Continue the essay on doomers and American resilience below, starting after its last sentence, "Our allied nations of Canada, UK, parts of EU, even Australia are in actual spiritual crisis in comparison."

• **STUDY TEXT**:
>>>

Leading up to the year 2000, experts warned a global computer meltdown would cause widespread chaos due to the "millennium bug." Governments and businesses spent billions preparing, but when the clock struck midnight, disruptions were minimal.
Doom spreads, it’s a hack into our humanity many exploit, and thanks to the internet we’ve poured kerosene on it. But doomers are forever spectators, not participants. They consume or amplify catastrophe like it’s entertainment, feeding on their own anxiety while warning everyone else the world is ending. It’s a negative life spiral you shouldn’t get on. If these people truly believed their own rhetoric, they’d be preparing accordingly: moving off-grid, stocking up on canned goods and ammunition. But they don’t. Because on some level, even they know it’s performative.
There is no situation where a single election, policy, shift in vibes of one party determines the fate of this nation. America is far too complex, too decentralized, too stubborn to go out like that. There are forces at play far larger than anyone’s personal political leanings. You don’t have to agree with them, because you’re free to believe anything here, but this is the water in which we swim. In America, everyone leads an incredibly blessed life, so good doomers can even make a living shilling fear. Our allied nations of Canada, UK, parts of EU, even Australia are in actual spiritual crisis in comparison.

<<<

• **EXTRACTED INFORMATION**:
>>>

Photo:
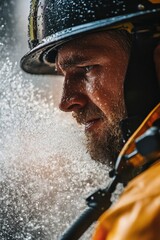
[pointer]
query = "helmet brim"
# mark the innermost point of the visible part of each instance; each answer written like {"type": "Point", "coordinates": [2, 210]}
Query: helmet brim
{"type": "Point", "coordinates": [34, 61]}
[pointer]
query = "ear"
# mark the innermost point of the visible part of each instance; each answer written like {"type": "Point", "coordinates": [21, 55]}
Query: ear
{"type": "Point", "coordinates": [157, 61]}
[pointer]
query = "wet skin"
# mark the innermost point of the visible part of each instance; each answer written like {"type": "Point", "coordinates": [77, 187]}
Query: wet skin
{"type": "Point", "coordinates": [94, 69]}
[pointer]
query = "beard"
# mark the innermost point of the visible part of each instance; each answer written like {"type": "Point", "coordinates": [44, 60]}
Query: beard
{"type": "Point", "coordinates": [105, 143]}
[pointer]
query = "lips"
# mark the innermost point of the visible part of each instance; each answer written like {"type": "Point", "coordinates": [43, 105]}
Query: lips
{"type": "Point", "coordinates": [92, 124]}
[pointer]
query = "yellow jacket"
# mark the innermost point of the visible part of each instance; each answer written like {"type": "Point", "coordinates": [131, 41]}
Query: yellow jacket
{"type": "Point", "coordinates": [136, 215]}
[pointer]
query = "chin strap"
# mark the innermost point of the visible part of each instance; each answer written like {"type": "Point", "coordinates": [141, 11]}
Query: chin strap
{"type": "Point", "coordinates": [140, 151]}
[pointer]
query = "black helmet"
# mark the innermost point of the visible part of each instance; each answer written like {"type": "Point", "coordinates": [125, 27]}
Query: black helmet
{"type": "Point", "coordinates": [53, 22]}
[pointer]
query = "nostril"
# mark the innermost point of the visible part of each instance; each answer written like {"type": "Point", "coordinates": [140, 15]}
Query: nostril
{"type": "Point", "coordinates": [74, 106]}
{"type": "Point", "coordinates": [73, 103]}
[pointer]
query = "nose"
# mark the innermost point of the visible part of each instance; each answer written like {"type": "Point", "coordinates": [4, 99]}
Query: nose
{"type": "Point", "coordinates": [73, 97]}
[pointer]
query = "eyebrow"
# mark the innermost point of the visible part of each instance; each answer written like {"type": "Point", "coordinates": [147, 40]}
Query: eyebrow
{"type": "Point", "coordinates": [72, 61]}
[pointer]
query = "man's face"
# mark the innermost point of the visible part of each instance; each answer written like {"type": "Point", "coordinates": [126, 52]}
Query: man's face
{"type": "Point", "coordinates": [94, 69]}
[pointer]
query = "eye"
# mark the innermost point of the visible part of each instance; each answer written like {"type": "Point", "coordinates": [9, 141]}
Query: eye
{"type": "Point", "coordinates": [88, 68]}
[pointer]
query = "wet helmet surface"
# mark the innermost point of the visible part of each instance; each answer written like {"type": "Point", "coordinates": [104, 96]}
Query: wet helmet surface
{"type": "Point", "coordinates": [53, 22]}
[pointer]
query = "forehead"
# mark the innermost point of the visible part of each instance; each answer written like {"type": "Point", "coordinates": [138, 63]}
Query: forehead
{"type": "Point", "coordinates": [87, 46]}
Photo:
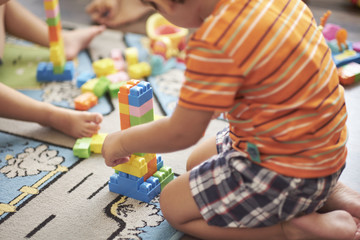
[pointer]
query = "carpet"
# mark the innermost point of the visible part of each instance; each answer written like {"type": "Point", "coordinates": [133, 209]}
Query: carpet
{"type": "Point", "coordinates": [47, 193]}
{"type": "Point", "coordinates": [19, 71]}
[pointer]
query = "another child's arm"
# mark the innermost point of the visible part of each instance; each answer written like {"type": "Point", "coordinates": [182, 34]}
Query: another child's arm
{"type": "Point", "coordinates": [183, 129]}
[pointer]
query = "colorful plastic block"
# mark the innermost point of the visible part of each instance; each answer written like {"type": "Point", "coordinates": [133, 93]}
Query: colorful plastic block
{"type": "Point", "coordinates": [83, 78]}
{"type": "Point", "coordinates": [81, 147]}
{"type": "Point", "coordinates": [349, 73]}
{"type": "Point", "coordinates": [137, 166]}
{"type": "Point", "coordinates": [85, 101]}
{"type": "Point", "coordinates": [140, 94]}
{"type": "Point", "coordinates": [133, 187]}
{"type": "Point", "coordinates": [97, 141]}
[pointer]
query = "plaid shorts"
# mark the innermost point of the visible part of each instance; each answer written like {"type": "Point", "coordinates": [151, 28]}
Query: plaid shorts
{"type": "Point", "coordinates": [232, 191]}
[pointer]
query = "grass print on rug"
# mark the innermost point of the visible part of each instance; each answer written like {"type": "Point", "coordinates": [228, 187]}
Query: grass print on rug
{"type": "Point", "coordinates": [48, 193]}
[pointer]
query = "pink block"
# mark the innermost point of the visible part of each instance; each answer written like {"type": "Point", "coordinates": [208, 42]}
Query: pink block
{"type": "Point", "coordinates": [52, 13]}
{"type": "Point", "coordinates": [139, 111]}
{"type": "Point", "coordinates": [356, 46]}
{"type": "Point", "coordinates": [118, 77]}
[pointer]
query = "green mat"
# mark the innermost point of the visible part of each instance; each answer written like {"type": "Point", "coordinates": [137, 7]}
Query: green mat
{"type": "Point", "coordinates": [20, 63]}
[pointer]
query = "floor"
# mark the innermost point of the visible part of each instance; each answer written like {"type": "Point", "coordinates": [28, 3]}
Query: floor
{"type": "Point", "coordinates": [343, 13]}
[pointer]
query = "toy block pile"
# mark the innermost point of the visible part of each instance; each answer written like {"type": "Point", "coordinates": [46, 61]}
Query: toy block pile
{"type": "Point", "coordinates": [58, 69]}
{"type": "Point", "coordinates": [83, 147]}
{"type": "Point", "coordinates": [144, 176]}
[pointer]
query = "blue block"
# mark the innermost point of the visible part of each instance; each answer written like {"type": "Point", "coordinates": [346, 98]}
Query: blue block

<<<

• **ANSWER**:
I’m not asking you to remain ignorant, I’m asking you not to get sucked in to the cult of doom and depression. These things are choices. Don’t tune out the world and its problems and of course be aware of things. But don’t let your sense of self be dictated by the mental illness of doomer hysteria. The best thing you can do is not just survive, but thrive: work hard, invest wisely, remain adaptable. While doomers waste their time catastrophizing, the rest of us will be busy fixing and building.
I’m also convinced the vast majority of doomers simply need to go to the gym, sleep better, remove toxins from their diet, deal with substance abuse issues. It’s hard to think anyone who walks around thinking it’s all going to end isn’t also pattern matching their mind to an unhealthy life. Anyway, we hope they get therapy.
Everything is actually amazing, hopefully you’re not one of the people that’s unhappy.
My hypothesis is that many doomers have unaddressed trauma. "Catastrophic thinking" is actually a symptom of PTSD.
I think R. Buckminster Fuller had it wrong when he wrote his book "Utopia or Oblivion." Both are two binary extremes, and I think both are wrong. We are no more all going to be elevated to some pure utopian situation anymore than we are all going to die and become zombies in some nuclear apocalypse. Both are fantasies. Yet, I still believe we've already hit peak oil...
That's why we had to move to things like fracking, because all (or a lot) of the other oil that was easier to get had already been gotten. Otherwise, why put more resources, into extracting less resources? That's where we've gotten in our extraction of something with just a finite supply that our societies energy system is based on...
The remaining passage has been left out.